Insisting on some sort of vague entitlement as to how "your" data gets used completely bypasses the fact that anything you consider to be misused in OpenWebText2 fundamentally stems from the fact that you posted the content to a publicly visible website and gave up any say in what happens thereafter. It was scraped fair and square.

Don't complain that you didn't know the rules, or that life isn't fair.

It's not even clear that terms of service or those little popups on public websites have any legal relevance. If your website is open to the public, then it's fair game. If you post content to a public website, then that content's fair game.

2 comments

It feels like you're picking apart an argument I didn't make. But I would note that most people don't see this so unambiguously as the position you're defending. To give you an analogy: doxxing is "fair game" too if you posted your info online or gave it to others. But it's not exactly cool to do it, right? It's a subversion and abuse of the system we have in place.

Finally, here's a fun experiment: decide that terms of service don't matter and start building a product by scrapping Facebook or Google. See how they'd react. Actually, no need for guesswork - they clutched their pearls and threatened legal action more than once before. It's a bit of a "have your cake and eat it too" kind of a deal. Their data is precious intellectual property; your stuff is, well, up for grabs.

Oh, for sure, they get all pearl clutchy when others try to do exactly what they have done, and they get all "not like that!" about it. The US is a society run by lawyers, and the big corps have the best lawyers. Maybe we can legislate out of the hole at some point, but it's a pretty grim outlook. Google et al also don't have to have the law on their side, they can simply litigate people and businesses into bankruptcy, regardless of the legal merit of their actions.

+-------+

■ **Exercise instructions**
Can you reproduce the thread on scraping public web content from "Oh, for sure, they" up to and including "of their actions."?

Point-per-instance localization data

+-------+

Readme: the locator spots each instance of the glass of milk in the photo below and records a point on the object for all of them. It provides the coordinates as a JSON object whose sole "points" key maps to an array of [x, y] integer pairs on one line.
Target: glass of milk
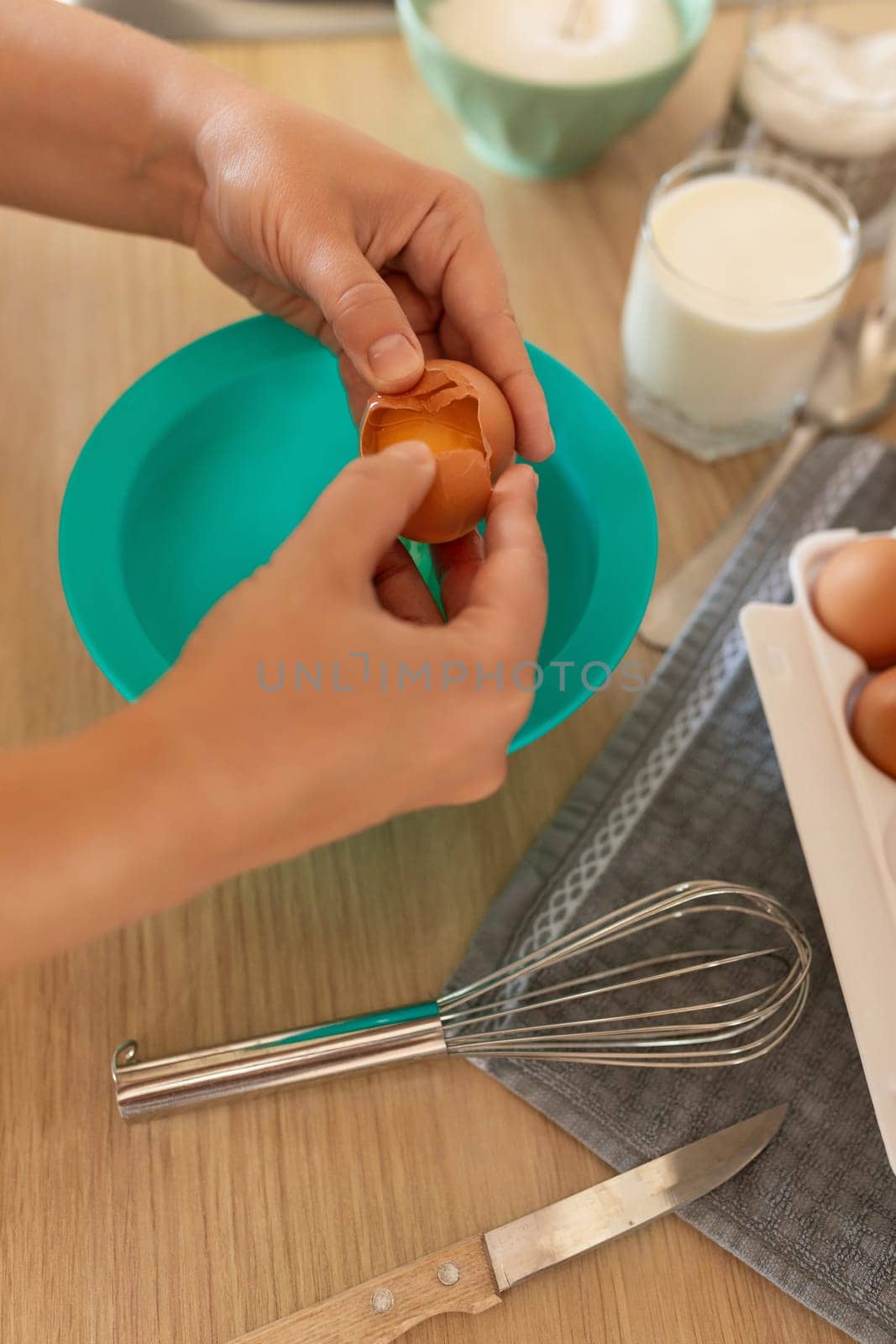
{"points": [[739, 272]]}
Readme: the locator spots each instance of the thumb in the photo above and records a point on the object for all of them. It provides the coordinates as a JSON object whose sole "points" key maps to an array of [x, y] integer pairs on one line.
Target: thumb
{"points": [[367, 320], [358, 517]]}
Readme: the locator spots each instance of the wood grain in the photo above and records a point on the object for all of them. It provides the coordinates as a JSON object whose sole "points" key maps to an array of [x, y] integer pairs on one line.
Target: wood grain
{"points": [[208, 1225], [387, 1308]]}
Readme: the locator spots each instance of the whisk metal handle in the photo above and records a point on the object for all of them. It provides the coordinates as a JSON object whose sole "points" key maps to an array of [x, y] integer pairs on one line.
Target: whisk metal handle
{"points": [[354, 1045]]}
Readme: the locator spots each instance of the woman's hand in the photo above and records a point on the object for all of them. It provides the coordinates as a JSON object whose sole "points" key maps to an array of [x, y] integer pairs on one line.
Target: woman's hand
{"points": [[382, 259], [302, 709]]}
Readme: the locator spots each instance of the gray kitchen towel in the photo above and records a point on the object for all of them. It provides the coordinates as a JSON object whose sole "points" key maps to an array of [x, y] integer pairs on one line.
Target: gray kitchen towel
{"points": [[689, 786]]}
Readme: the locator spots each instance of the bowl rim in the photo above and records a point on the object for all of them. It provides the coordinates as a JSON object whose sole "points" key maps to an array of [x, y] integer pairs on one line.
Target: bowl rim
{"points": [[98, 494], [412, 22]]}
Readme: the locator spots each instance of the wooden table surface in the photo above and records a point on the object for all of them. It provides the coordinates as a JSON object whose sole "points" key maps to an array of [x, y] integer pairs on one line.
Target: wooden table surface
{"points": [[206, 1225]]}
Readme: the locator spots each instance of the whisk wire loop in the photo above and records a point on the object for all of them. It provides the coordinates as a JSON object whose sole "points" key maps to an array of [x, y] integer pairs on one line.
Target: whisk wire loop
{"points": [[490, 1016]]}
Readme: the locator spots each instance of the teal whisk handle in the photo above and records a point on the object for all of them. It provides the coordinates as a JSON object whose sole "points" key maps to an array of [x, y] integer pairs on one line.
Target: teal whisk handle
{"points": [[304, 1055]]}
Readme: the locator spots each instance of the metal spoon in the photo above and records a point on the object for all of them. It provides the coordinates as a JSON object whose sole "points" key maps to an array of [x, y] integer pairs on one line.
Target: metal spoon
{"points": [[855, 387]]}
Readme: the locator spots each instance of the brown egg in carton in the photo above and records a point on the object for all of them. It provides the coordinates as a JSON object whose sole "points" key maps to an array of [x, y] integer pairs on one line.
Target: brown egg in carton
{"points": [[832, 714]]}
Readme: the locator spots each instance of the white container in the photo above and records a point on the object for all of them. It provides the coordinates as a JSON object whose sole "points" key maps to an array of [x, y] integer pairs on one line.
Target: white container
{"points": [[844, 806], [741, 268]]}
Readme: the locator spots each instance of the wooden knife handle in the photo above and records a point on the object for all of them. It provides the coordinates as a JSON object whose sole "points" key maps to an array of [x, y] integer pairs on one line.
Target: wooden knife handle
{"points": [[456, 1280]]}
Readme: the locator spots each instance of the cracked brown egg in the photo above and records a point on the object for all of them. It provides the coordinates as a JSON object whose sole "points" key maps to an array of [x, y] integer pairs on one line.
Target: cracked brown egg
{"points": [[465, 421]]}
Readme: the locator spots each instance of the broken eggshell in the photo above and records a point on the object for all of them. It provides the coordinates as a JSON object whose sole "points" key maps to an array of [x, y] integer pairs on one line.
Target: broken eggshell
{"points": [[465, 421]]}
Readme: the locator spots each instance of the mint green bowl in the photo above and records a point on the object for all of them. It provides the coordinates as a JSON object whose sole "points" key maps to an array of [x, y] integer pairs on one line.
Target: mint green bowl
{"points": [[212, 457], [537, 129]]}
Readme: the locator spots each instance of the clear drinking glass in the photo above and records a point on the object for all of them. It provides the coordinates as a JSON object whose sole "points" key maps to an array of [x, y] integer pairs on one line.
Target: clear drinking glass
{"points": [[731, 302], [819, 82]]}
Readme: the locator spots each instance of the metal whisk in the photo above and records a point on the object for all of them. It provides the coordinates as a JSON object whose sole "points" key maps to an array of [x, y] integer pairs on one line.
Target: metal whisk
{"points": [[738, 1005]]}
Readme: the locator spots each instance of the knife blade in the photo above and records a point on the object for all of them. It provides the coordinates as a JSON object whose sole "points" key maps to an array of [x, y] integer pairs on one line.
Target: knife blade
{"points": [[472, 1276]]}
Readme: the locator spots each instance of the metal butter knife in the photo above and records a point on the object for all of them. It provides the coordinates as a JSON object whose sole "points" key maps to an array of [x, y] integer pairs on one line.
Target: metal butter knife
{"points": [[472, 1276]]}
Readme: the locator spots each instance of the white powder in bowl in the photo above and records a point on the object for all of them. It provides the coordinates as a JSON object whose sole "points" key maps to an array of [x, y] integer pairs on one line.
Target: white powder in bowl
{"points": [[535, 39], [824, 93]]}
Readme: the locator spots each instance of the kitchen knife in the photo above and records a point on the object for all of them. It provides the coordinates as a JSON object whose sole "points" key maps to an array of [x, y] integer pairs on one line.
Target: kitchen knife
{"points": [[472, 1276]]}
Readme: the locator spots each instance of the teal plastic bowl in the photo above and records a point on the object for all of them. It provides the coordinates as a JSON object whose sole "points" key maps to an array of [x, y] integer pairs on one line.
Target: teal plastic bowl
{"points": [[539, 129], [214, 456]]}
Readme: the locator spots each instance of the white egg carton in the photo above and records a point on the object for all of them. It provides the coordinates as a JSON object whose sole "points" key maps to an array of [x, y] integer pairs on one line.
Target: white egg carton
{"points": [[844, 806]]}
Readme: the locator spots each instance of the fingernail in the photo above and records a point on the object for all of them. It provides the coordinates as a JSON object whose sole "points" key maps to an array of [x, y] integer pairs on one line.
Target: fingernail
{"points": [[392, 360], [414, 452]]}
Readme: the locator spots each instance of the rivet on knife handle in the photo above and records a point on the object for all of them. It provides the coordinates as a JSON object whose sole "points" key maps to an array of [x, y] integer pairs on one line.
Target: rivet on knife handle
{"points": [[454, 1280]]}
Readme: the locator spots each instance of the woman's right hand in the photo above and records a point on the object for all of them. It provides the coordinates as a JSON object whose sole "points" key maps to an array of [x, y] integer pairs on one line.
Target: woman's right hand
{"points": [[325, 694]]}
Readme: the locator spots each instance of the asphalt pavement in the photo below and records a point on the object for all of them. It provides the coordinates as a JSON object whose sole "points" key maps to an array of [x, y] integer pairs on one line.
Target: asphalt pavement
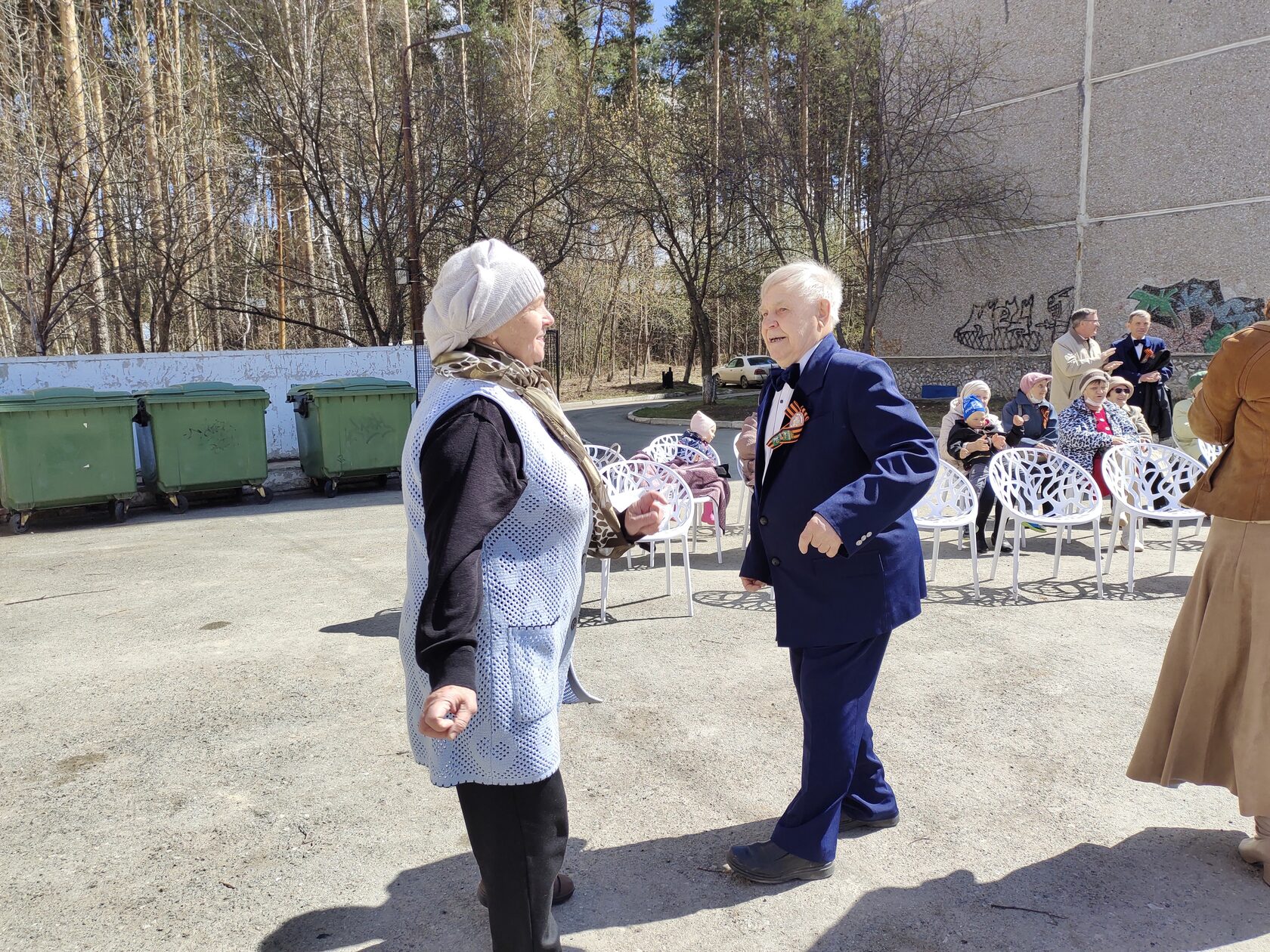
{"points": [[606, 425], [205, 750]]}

+-------+

■ **Result of the exercise**
Oh, for sure, they get all pearl clutchy when others try to do exactly what they have done, and they get all "not like that!" about it. The US is a society run by lawyers, and the big corps have the best lawyers. Maybe we can legislate out of the hole at some point, but it's a pretty grim outlook. Google et al also don't have to have the law on their side, they can simply litigate people and businesses into bankruptcy, regardless of the legal merit of their actions.